--- Tasks and exercises ---
(a) Using the introduction on U.S. health care spending, decide whether each statement agrees with it: (i) the United States ranks 27th in life expectancy; (ii) prescription drugs are the second largest category of U.S. health care expense; (iii) generic firms invest more in R&D than innovator firms. Answer yes or no for each, quoting the deciding words.
(b) In the introduction on U.S. health care spending, recast the paragraph beginning "Before devising the solution" as a short bulleted list that keeps its main facts.
(c) Write the next part of the introduction on U.S. health care spending, starting right after its final sentence.

--- Text passage ---
Start of Block

Introduction:
It is common opinion that the American health care system needs fixing. The United States has little to show for spending $2.6 trillion each year on health care – $8,402 per capita and nearly 18% of GDP[1]. Despite paying more in medically-related expenses than any other developed nation, the US lags behind on key indicators of population health: it is 30th in infant mortality, 27th in life expectancy, and outside of the top 25 in physicians per capita[2].
Prescription drugs are an important part of that health care spending. They make up more than 11% of overall health care expenditures in the United States – at $307 billion, drugs are the third largest category of expense behind hospital and physician care[3]. This can actually be a good thing – drugs are a powerful substitute for many more expensive health treatments. For this reason, more efficient health care systems often spend a larger portion than the US does on prescription drugs. Japan, for example, spent 18.4% of its health care budget on prescription drugs in 2003[4]. Most other countries also pay less for their drugs – in 2008, the 30 most commonly prescribed drugs were three times as expensive in the United States as they were in New Zealand[5]. The United States health care system needs to be fixed, and improving the usage and regulation of prescription drugs can be a major part of that solution.
Before devising the solution, it is important to understand the system. The prescription drug industry is vast and multifaceted. It is made up of two major types of producers: innovator and generic manufacturers. Innovator (or pioneer) firms invest millions of dollars in pharmaceutical research and development to engineer entirely novel drugs[6]. Generic firms invest significantly less in R&D; instead, they reverse engineer molecules discovered and patented by innovator firms to produce cheap, unbranded versions of drugs. Both types of drugs are prescribed by physicians and paid for in a number of different ways: out of pocket by the patient himself, with the help of public insurers like Medicare, or with the help of private insurers. For drug manufacturers, revenue comes from retail pharmacies, hospitals, physicians’ offices, and other medical institutions. A complex and ever-evolving regulatory tangle governs this market.

End of Block

(Extracted records)
Start of Block

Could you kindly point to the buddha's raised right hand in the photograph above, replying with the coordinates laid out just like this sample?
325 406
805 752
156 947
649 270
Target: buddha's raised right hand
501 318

End of Block
Start of Block

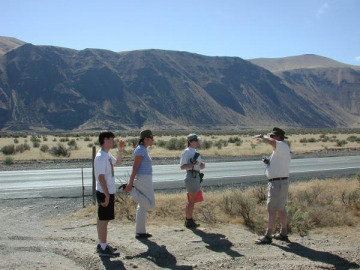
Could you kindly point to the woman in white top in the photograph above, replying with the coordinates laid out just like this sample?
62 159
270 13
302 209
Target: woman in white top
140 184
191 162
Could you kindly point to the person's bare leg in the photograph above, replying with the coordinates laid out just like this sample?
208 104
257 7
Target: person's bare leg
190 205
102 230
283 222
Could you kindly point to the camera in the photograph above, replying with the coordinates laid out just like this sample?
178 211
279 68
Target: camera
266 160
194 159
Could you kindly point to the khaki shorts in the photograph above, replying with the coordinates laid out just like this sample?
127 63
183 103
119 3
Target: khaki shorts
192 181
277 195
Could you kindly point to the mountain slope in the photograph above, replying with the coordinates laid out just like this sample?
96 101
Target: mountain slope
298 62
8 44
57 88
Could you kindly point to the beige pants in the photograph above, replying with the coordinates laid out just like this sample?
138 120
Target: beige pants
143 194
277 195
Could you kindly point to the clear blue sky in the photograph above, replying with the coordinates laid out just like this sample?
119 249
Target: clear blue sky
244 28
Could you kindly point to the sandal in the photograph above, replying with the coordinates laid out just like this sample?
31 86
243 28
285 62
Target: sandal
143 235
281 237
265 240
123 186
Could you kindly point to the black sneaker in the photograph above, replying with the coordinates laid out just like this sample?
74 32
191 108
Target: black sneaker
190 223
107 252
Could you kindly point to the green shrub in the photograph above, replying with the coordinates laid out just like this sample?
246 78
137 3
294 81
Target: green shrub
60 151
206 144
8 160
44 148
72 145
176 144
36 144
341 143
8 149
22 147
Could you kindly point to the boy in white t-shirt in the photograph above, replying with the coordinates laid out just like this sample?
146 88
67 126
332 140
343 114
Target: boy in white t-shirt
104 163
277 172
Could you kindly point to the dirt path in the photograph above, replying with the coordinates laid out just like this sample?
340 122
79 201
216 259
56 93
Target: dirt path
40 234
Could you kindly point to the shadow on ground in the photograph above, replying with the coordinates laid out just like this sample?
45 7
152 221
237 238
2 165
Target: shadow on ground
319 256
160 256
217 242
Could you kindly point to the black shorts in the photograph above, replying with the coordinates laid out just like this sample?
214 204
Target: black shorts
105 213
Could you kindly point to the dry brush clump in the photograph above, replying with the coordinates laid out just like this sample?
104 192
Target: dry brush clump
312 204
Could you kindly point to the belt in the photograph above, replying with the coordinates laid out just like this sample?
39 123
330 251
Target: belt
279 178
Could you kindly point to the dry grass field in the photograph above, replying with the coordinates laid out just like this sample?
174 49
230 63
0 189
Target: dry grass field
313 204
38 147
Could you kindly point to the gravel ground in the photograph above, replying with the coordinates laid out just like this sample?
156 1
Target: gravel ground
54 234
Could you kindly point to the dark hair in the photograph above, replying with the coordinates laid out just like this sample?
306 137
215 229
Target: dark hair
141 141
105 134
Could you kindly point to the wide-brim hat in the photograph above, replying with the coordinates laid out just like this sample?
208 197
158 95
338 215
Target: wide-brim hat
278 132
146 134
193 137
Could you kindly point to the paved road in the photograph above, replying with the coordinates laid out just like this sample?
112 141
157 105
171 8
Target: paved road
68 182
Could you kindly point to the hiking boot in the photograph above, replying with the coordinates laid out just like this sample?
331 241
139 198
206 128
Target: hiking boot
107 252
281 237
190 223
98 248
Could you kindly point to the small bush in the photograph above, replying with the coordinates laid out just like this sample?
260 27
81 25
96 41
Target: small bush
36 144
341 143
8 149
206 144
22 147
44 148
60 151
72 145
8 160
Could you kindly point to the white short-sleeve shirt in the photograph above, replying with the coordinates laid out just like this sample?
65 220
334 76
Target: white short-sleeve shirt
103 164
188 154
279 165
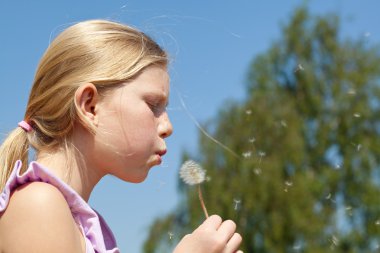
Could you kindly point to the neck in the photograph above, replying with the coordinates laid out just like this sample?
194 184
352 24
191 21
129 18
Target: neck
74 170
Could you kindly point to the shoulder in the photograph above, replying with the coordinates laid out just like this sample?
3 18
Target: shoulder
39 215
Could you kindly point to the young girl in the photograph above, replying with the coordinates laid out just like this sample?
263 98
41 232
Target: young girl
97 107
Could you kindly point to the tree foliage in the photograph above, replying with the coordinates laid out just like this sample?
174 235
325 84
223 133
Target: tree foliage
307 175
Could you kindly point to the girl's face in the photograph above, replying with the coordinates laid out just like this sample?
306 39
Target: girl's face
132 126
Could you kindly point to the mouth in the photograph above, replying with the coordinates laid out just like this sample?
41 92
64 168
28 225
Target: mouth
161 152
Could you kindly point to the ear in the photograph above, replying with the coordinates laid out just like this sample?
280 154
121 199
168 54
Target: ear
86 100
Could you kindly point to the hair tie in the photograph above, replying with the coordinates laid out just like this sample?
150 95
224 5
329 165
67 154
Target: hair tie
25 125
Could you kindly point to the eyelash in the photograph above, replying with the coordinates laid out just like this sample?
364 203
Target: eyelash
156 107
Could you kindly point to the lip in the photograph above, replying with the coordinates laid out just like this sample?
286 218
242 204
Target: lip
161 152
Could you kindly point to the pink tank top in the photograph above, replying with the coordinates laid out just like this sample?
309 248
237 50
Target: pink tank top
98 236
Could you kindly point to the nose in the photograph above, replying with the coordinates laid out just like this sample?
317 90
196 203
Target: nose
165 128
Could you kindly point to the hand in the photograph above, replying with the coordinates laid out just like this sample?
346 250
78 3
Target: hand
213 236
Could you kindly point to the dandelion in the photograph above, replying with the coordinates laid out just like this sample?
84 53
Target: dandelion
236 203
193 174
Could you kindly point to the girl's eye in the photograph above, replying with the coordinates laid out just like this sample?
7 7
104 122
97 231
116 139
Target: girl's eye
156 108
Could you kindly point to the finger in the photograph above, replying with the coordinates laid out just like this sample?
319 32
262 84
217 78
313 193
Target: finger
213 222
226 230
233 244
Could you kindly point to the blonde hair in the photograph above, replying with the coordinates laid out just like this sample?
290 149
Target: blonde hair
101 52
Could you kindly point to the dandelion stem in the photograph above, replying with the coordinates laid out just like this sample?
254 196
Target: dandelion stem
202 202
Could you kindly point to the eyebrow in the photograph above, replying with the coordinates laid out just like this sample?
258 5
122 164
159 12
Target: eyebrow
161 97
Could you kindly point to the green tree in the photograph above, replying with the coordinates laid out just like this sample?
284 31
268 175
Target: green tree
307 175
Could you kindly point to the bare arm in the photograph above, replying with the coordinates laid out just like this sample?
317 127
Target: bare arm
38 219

End of Block
Start of Block

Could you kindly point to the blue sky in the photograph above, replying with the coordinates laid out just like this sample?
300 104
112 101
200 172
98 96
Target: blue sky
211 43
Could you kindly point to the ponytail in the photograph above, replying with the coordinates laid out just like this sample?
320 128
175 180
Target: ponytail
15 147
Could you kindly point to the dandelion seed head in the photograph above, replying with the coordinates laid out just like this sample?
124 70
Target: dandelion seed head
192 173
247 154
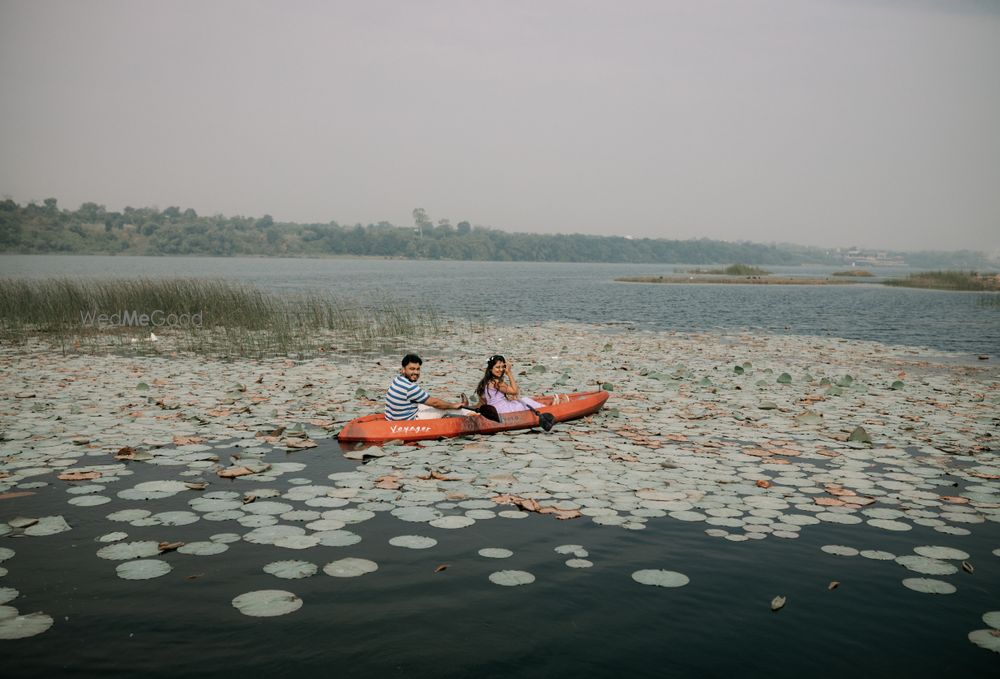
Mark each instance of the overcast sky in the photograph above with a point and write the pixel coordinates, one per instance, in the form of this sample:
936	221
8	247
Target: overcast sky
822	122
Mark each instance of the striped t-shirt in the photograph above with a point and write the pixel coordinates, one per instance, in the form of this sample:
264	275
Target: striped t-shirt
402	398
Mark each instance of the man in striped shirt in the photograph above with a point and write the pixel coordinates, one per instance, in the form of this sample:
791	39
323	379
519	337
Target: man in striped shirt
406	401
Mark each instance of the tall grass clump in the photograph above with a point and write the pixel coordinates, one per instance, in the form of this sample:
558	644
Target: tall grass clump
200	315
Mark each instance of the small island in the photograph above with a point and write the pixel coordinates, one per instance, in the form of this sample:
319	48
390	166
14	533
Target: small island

End of Block

--- Answers provided ---
(a)
(i) Yes: "27th in life expectancy"
(ii) No: "drugs are the third largest category of expense behind hospital and physician care"
(iii) No: "Generic firms invest significantly less in R&D"

(b)
- The prescription drug industry is vast and multifaceted and should be understood before a solution is devised.
- It has two major types of producers: innovator (pioneer) and generic manufacturers.
- Innovator firms invest millions in research and development to engineer entirely novel drugs.
- Generic firms invest much less in R&D and reverse engineer molecules patented by innovator firms to make cheap, unbranded versions.
- Physicians prescribe both types, which are paid for out of pocket, through public insurers like Medicare, or through private insurers.
- Manufacturers earn revenue from retail pharmacies, hospitals, physicians' offices, and other medical institutions.
- A complex, ever-evolving regulatory tangle governs the market.

(c)
Prescription drug regulation aims to guarantee safety, quality, and access for the consumer, while promoting responsibility and innovation on the part of drug manufacturers. In the United States, the Patent and Trademark Office (PTO), responsible for granting patents, has traditionally played the role of spurring innovation while the Food and Drug Administration (FDA) has sought to protect consumers from dangerous or ineffective products. Before any drug can be marketed, it must first earn FDA approval. This requires a lengthy and expensive series of animal and human trials, along with a protracted application review period. Legislative action throughout the last century has built these requirements on top of each other and expanded the FDA’s role as the gatekeeper for prescription drugs.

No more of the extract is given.